| TEXT |
Friday, August 19, 2011

Cricket Love

So I was listening to npr (big shock there) the other day and I got stuck--you know, stuck in the car because you don't want to stop listening to what's playing.

Marlene Zuk (caption later added)
It was with Marlene Zuk, a professor of biology from UC Riverside.  She's just come out with a new fanch-schmancy book (hence the npr interview) and it's called Sex On Six Legs.

I can't help it.  My nerdy little brain just went POP when I heard that there was a book out there talking specifically about the kinky activities of insects.  It combines two things I am naturally fascinated by:  weird ass natural science and sex.  What more could I want?  That meeting I was going to could wait another few minutes, right?  Who needs to talk about the future of my company's finances when there is a discussion going on about cricket sex?  Not I, said the fly.*  Wait, did I tell you I'm one of nine people who founded a theatre company?  I didn't?  Next blog post.

It's My Party And I'll Write About Insect Sex If I Want To

Anyway, fun fact about Marlene Zuk that I just learned:  she got her Ph.D the year I was born.  Another fun fact:  my birthday is next Friday (if you don't buy me a present then I will make this blog invisible to you).  I was planning on just taking the week off from the blog this time around since my scheduled Tuesday posts have been thrown out of wack now.  But, I figured.  Hey.  If  it's my birthday week then this means I get to write about crickets having sex.  Because that's what I do with my free time.  Don't judge.

So here's the story.  Field Crickets in Hawaii were introduced back in 1877.   From what I've learned, whenever I see the words "introduced" alongside a year in the 1800s it usually means White People Ships Crawling With Invasive Species scraping up onto the other beaches of the world.

For example...
A Dramatic Representation of the arrival of Invasive Diseases to The Bahamas
But, however it happened, these Austrailian field crickets (aka Teleogryllus oceanicus because that's easier to say) are now living and chirping away on Kauai island.  These are the bug(ger)s that Dr. Zuk was talking up to Dave Davies.
If you didn't already know, that chirping you hear on those classic summer nights are male crickets singing their hearts out (or wings, depending on how you look at it) to attract lady crickets.  Lady crickets are all about them nice vibrations (hey hey) and will go after the one with the best audio display. Same old story, those who breed get to pass on genes and those who don't get to become queer bloggers who work in theatre.  I mean, what?

Anyway, life would be fab as a male cricket, singing your love songs to your ladies on Kuai.  Except for the fact that there's just one hitch.
Someone else is listening.

No Really, This Is Creepy.

You know the classic story of a stalker-fan of someone's music gets too close and pulls a Mercy on you? Well, it turns out Mr. Singing Field Cricket has got one fan he doesn't want.  They're called the Ormia ochracea.  It's a parasitic fly (don't you get a little inner cringe every time you read "parasitic" in a sentence?).   According to Dr. Zuk, the female flucan "hear the song as well or better than a female cricket," and will land on the cricket, laying her eggs on and around the body of the guy.  The larvae then burrow and live off of the cricket's tissue for a week or so and then...

"They burst out like the movie Alien."

You know, Dr. Zuk.  I like it when the movie Alien is not reinforced as a reality in the natural world.

| GIVEN DATA |

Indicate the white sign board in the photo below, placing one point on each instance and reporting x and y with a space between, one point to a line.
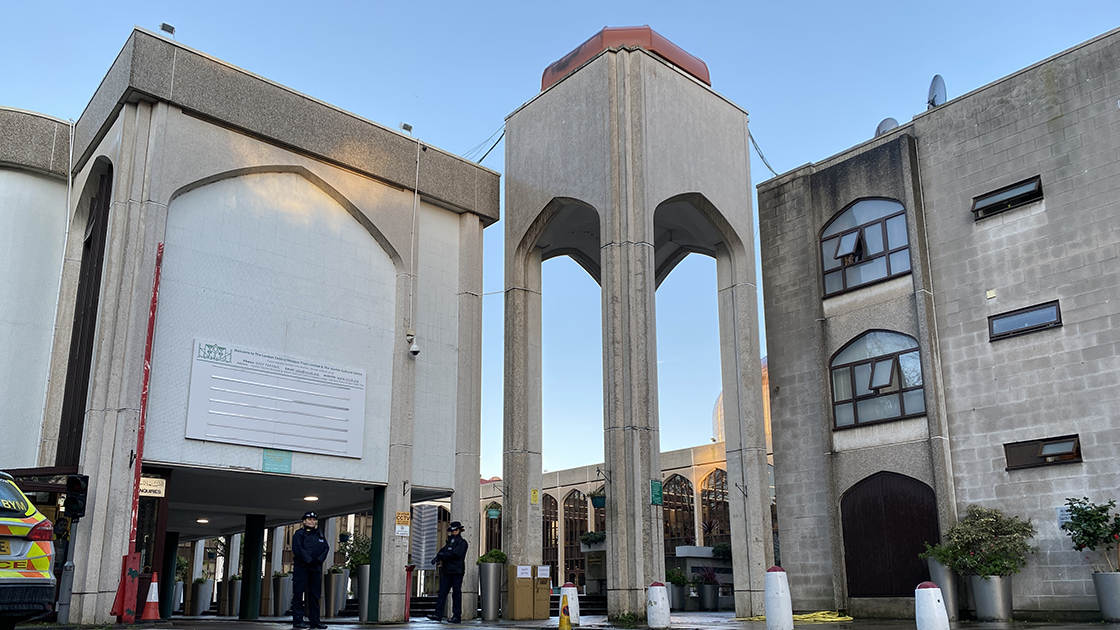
258 399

| BRIEF 1 |
Set down the stretch of the cricket blog post from "It's My Party" through "time.  Don't judge.", word for word.
| BRIEF 2 |
In the cricket blog post, what year were field crickets introduced in Hawaii?

| EXERCISE RESPONSE 1 |
It's My Party And I'll Write About Insect Sex If I Want To

Anyway, fun fact about Marlene Zuk that I just learned:  she got her Ph.D the year I was born.  Another fun fact:  my birthday is next Friday (if you don't buy me a present then I will make this blog invisible to you).  I was planning on just taking the week off from the blog this time around since my scheduled Tuesday posts have been thrown out of wack now.  But, I figured.  Hey.  If  it's my birthday week then this means I get to write about crickets having sex.  Because that's what I do with my free time.  Don't judge.

| EXERCISE RESPONSE 2 |
1877